Your goal | Repeat back every line of the data, exactly.

Data listing |
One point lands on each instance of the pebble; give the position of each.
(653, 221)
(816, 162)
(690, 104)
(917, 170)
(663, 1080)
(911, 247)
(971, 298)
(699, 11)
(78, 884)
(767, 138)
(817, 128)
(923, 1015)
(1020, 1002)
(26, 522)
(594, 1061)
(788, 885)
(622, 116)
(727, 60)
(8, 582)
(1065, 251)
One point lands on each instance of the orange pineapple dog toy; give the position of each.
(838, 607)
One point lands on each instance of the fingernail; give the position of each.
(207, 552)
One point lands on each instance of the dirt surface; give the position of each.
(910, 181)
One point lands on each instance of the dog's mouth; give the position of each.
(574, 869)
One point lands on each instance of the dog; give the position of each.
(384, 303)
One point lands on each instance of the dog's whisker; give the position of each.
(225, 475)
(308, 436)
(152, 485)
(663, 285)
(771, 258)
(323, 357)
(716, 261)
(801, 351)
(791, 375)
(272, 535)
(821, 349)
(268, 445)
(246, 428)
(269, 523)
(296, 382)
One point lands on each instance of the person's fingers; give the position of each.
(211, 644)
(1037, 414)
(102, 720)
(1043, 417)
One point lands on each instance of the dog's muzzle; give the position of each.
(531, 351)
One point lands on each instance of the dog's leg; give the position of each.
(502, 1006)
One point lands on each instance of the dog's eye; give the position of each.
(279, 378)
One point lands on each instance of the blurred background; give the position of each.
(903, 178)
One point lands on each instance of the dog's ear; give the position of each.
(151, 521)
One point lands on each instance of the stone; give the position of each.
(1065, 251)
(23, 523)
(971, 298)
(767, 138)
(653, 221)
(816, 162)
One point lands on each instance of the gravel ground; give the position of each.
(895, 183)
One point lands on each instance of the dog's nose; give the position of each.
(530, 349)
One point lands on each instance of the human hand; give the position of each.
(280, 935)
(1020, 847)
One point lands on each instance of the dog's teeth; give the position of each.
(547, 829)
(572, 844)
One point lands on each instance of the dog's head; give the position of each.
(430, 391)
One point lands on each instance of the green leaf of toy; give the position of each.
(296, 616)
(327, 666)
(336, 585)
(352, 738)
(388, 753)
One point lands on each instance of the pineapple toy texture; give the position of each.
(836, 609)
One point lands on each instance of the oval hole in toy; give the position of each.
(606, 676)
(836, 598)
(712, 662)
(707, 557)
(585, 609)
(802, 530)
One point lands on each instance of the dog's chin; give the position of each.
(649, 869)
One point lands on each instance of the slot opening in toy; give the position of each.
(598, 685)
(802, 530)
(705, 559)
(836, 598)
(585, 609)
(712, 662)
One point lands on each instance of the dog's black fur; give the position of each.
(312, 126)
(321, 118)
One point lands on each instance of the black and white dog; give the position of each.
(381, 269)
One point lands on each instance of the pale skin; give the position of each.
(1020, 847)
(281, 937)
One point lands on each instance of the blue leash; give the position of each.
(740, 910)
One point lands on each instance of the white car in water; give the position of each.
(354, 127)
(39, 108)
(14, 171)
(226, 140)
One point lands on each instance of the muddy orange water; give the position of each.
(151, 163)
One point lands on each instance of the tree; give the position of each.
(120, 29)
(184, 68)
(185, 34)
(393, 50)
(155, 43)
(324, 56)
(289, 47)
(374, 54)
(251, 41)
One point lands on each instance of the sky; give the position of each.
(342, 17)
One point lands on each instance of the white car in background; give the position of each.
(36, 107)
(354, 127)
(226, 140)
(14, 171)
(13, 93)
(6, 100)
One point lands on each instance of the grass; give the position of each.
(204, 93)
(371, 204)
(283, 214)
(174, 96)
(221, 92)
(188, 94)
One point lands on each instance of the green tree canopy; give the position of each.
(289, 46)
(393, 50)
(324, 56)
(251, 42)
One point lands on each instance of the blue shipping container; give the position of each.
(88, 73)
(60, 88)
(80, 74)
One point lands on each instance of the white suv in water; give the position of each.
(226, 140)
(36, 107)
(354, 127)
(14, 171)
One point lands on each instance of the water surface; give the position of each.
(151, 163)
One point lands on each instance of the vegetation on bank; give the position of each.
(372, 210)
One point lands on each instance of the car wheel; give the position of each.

Written solution |
One point lands on each instance of the pebble; give the position of each.
(653, 221)
(816, 162)
(690, 104)
(917, 170)
(663, 1080)
(911, 247)
(971, 298)
(699, 11)
(78, 884)
(767, 138)
(817, 128)
(923, 1015)
(1020, 1002)
(26, 522)
(594, 1061)
(788, 885)
(622, 116)
(727, 60)
(8, 582)
(1065, 251)
One point lands on each instance of the orange pineapple dog toy; give the position of each.
(838, 607)
One point lands on each instance of the fingernail; give the position of each.
(207, 552)
One point lands on each instance of the dirt surface; give the position of each.
(910, 181)
One point lands on each instance of the dog's mouth; give the position of each.
(574, 869)
One point lands on each instance of the dog; give the position of each.
(384, 303)
One point lands on each instance of the dog's whisker; give the position of each.
(225, 475)
(308, 436)
(152, 485)
(663, 285)
(771, 258)
(323, 357)
(716, 261)
(801, 351)
(791, 375)
(272, 535)
(821, 349)
(268, 445)
(246, 428)
(269, 523)
(296, 382)
One point lands on each instance of the person's fingers; give the position of each.
(211, 644)
(1037, 414)
(102, 720)
(1043, 417)
One point lands on each instance of the dog's muzzle; give the position of each.
(531, 351)
One point lands on each instance of the dog's leg; give the position of each.
(502, 1006)
One point lands on each instance of the dog's eye; give the position of each.
(279, 378)
One point lands on each instance of the blurred background; give the position of each.
(903, 178)
One point lands on each instance of the dog's ear; give the position of each.
(151, 521)
One point lands on each instance of the stone; give the position of each.
(1065, 251)
(23, 523)
(971, 298)
(767, 138)
(653, 221)
(816, 162)
One point lands on each instance of the gravel ground; give the position of each.
(895, 183)
One point lands on each instance of the dog's nose; give the position of each.
(530, 349)
One point lands on each instance of the human hand; give the position of each.
(280, 935)
(1020, 847)
One point lands on each instance of the dog's teeth; give the position of each.
(547, 829)
(572, 844)
One point lands on each instance of the dog's head; give the position of each.
(430, 391)
One point lands on each instance of the green leaf of toy; give the position of each.
(296, 616)
(327, 666)
(336, 585)
(352, 738)
(388, 753)
One point lands on each instance of the pineapple toy texture; give the position of each.
(836, 609)
One point lands on each instance of the oval hole in toy; give the position of each.
(606, 676)
(836, 598)
(712, 662)
(707, 557)
(585, 609)
(802, 530)
One point lands on each instance of the dog's chin; give the position of each.
(649, 869)
One point lands on each instance of the slot opening in toy; give the position of each.
(598, 685)
(802, 530)
(705, 559)
(836, 598)
(585, 609)
(712, 662)
One point lands on each instance of the dog's black fur; give the position of each.
(312, 126)
(321, 118)
One point lands on each instance of the black and white dog; give the position of each.
(381, 269)
One point lands on each instance of the pale skin; give the position of each.
(1020, 847)
(281, 937)
One point lands on each instance of the blue leash; give the position of each.
(740, 910)
One point lands on each instance of the white car in water; give the position of each.
(354, 127)
(39, 108)
(14, 171)
(226, 140)
One point lands on each instance of the muddy orange water; give the position of each.
(151, 163)
One point lands on each instance of the tree; give the position of each.
(120, 29)
(184, 68)
(185, 34)
(393, 50)
(155, 43)
(324, 56)
(289, 47)
(374, 54)
(251, 41)
One point lands on each instance of the sky; give the position of each.
(342, 17)
One point lands on each instance of the white car in background; give the position of each.
(36, 107)
(354, 127)
(226, 140)
(14, 171)
(13, 93)
(6, 100)
One point lands on each instance of the grass; give the position of each.
(204, 93)
(371, 204)
(283, 214)
(174, 96)
(221, 92)
(188, 94)
One point lands on each instance of the green tree canopy; give the position of each.
(289, 46)
(393, 50)
(324, 56)
(251, 42)
One point lands on each instance of the blue shipping container; give the position of each.
(88, 73)
(60, 88)
(80, 74)
One point lands on each instance of the white suv in water; give the position of each.
(226, 140)
(36, 107)
(354, 127)
(14, 171)
One point lands on each instance of the water surface; give the position of each.
(151, 163)
One point lands on each instance of the vegetation on bank; give the position of each.
(372, 210)
One point lands on each instance of the car wheel; give the position of each.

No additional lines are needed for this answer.